-- Exercise text follows --

After ChatGPT released late last year, it quickly made headlines for its ability to take — and often pass — high-level academic exams, including law school tests, the U.S. Medical Licensing Exam, and Ivy League MBA finals.
This week, OpenAI unveiled the new, advanced version of its chatbot technology, called GPT-4, and put the artificial intelligence model to the test before its debut.
GPT-4 took a wide range of simulated exams, from sommelier assessments to graduate school admission tests. Here’s how it scored, compared to the older model that ChatGPT uses, called GPT-3.5.
The results show that the new system exceeds ChatGPT’s capabilities on topics like math and verbal comprehension.
For example, while ChatGPT scored a 1 out of possible 5 on the Advanced Placement Calculus BC exam, GPT-4 scored a 4.
And while ChatGPT did poorly on the Uniform Bar Examination, scoring in the lower 10th percentile, GPT-4 scored in the 90th percentile.
However, the new system didn’t do great on tests related to writing.
GPT-4 didn’t improve on ChatGPT’s performance for the AP English Language or Literature exams (it got a 2 out of 5 on both), or the writing portion of the Graduate Record Examination (GRE).
It also didn’t score well on an advanced Leetcode exam, which tests developers’ skills to prepare them for technical interviews.
Rumman Chowdhury, an expert in the responsible applications of AI, pointed out on Twitter that results show the model is “incapable of abstract creativity.” She added, “Humans aren’t replaceable.”
GPT-4 was made available Tuesday to paid users of ChatGPT Plus, accompanied by a live demonstration from OpenAI president and cofounder Greg Brockman. He showed how the new model has comprehension and coding abilities beyond what ChatGPT can do.
It also can analyze and describe photos, though that feature isn't available to the public.
Open AI said the model is safer and more factual than previous GPT iterations. But it has "many known limitations that we are working to address," OpenAI said, including social biases, adversarial prompts, and hallucinations, which is when a chatbot responds confidently with an incorrect answer.

-- Exercise text concluded --

*Work to complete:*
1 - Write out, word for word, the portion of the article on GPT-4's exam scores that begins at the words "GPT-4 took a" and stops after the words "Record Examination (GRE).".
2 - According to the article on GPT-4's exam scores, in what percentile did GPT-4 score on the Uniform Bar Examination?

-- Recorded data follows --

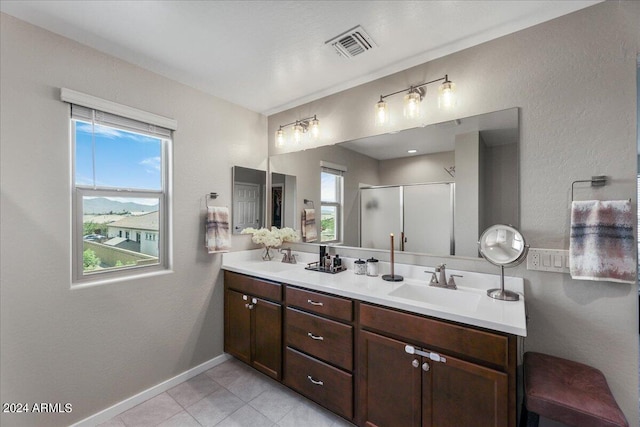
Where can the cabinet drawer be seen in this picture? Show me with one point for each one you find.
(323, 338)
(434, 334)
(340, 308)
(329, 386)
(252, 286)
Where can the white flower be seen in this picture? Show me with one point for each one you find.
(273, 237)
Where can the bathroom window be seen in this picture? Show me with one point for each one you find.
(120, 186)
(331, 189)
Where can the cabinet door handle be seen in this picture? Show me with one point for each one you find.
(315, 337)
(316, 382)
(431, 355)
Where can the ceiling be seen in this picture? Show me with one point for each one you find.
(269, 56)
(496, 128)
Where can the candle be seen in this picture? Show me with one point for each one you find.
(392, 255)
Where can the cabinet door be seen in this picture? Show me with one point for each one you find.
(389, 383)
(458, 393)
(237, 325)
(267, 337)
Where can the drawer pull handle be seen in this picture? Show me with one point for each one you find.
(316, 382)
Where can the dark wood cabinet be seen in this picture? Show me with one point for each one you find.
(253, 323)
(319, 348)
(406, 382)
(390, 384)
(373, 365)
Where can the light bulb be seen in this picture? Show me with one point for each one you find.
(412, 104)
(382, 116)
(280, 138)
(447, 95)
(297, 133)
(314, 125)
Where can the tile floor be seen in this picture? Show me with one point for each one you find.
(228, 395)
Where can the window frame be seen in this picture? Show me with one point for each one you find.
(78, 192)
(338, 204)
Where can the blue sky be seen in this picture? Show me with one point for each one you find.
(123, 159)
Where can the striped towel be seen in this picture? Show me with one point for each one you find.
(218, 237)
(602, 241)
(309, 231)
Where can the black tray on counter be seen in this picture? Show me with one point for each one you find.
(315, 267)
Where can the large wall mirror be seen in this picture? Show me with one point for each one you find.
(437, 186)
(248, 198)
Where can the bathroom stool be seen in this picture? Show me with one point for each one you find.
(569, 392)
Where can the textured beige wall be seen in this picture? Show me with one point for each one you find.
(574, 79)
(98, 346)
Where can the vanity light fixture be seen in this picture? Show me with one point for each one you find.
(299, 129)
(413, 98)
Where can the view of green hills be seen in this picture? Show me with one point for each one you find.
(102, 206)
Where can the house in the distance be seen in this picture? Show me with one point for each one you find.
(137, 233)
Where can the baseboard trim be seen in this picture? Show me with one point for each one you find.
(118, 408)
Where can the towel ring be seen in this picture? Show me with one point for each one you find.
(209, 196)
(596, 181)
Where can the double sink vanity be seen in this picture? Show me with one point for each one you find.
(378, 353)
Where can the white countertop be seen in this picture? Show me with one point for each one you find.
(469, 304)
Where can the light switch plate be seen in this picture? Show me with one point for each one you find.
(556, 260)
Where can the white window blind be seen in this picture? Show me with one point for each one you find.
(91, 115)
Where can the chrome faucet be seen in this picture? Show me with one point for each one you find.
(288, 257)
(439, 278)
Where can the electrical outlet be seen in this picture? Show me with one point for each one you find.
(556, 260)
(533, 260)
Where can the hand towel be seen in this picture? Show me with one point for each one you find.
(602, 242)
(218, 237)
(309, 232)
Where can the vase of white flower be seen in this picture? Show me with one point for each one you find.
(273, 238)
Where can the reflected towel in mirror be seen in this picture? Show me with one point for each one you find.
(218, 236)
(602, 242)
(309, 232)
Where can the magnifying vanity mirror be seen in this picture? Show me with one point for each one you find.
(434, 187)
(504, 246)
(248, 198)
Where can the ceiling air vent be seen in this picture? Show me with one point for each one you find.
(352, 43)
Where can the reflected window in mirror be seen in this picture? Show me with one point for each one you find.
(331, 189)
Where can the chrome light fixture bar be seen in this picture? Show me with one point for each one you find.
(413, 98)
(299, 129)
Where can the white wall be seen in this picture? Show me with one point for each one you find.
(95, 347)
(417, 169)
(468, 193)
(574, 79)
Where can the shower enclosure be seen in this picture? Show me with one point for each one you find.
(421, 215)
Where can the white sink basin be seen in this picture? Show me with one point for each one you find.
(270, 266)
(452, 298)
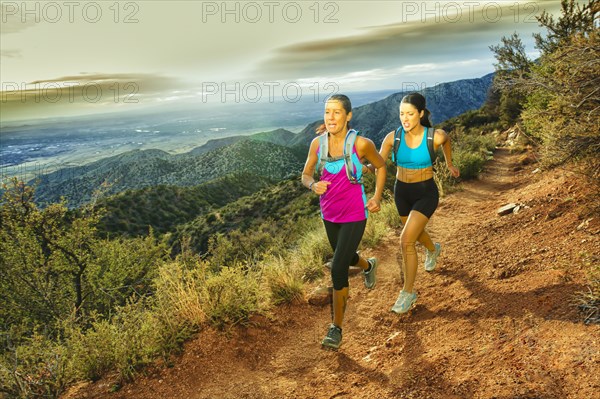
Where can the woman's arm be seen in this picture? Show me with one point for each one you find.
(384, 152)
(309, 170)
(367, 150)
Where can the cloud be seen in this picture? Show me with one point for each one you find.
(83, 94)
(464, 34)
(11, 54)
(12, 20)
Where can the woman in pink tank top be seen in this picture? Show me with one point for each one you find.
(344, 205)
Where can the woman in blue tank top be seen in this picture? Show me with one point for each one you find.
(415, 192)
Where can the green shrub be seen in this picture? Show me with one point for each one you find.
(284, 280)
(35, 369)
(232, 295)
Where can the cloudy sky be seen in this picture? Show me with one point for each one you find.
(78, 57)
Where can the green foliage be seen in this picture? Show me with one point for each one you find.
(564, 112)
(163, 208)
(283, 279)
(125, 343)
(232, 295)
(559, 93)
(268, 213)
(36, 369)
(45, 258)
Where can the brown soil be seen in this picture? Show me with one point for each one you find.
(497, 319)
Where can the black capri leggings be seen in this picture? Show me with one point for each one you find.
(344, 239)
(422, 197)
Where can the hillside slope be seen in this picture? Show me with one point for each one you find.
(496, 319)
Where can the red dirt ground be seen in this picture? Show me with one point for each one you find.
(497, 319)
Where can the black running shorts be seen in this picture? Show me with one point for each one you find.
(422, 197)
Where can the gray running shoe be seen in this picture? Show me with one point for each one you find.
(431, 257)
(404, 302)
(333, 339)
(371, 275)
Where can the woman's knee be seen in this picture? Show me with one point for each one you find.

-- Recorded data concluded --

*Exercise results:*
1 -
GPT-4 took a wide range of simulated exams, from sommelier assessments to graduate school admission tests. Here’s how it scored, compared to the older model that ChatGPT uses, called GPT-3.5.
The results show that the new system exceeds ChatGPT’s capabilities on topics like math and verbal comprehension.
For example, while ChatGPT scored a 1 out of possible 5 on the Advanced Placement Calculus BC exam, GPT-4 scored a 4.
And while ChatGPT did poorly on the Uniform Bar Examination, scoring in the lower 10th percentile, GPT-4 scored in the 90th percentile.
However, the new system didn’t do great on tests related to writing.
GPT-4 didn’t improve on ChatGPT’s performance for the AP English Language or Literature exams (it got a 2 out of 5 on both), or the writing portion of the Graduate Record Examination (GRE).

2 - The 90th percentile.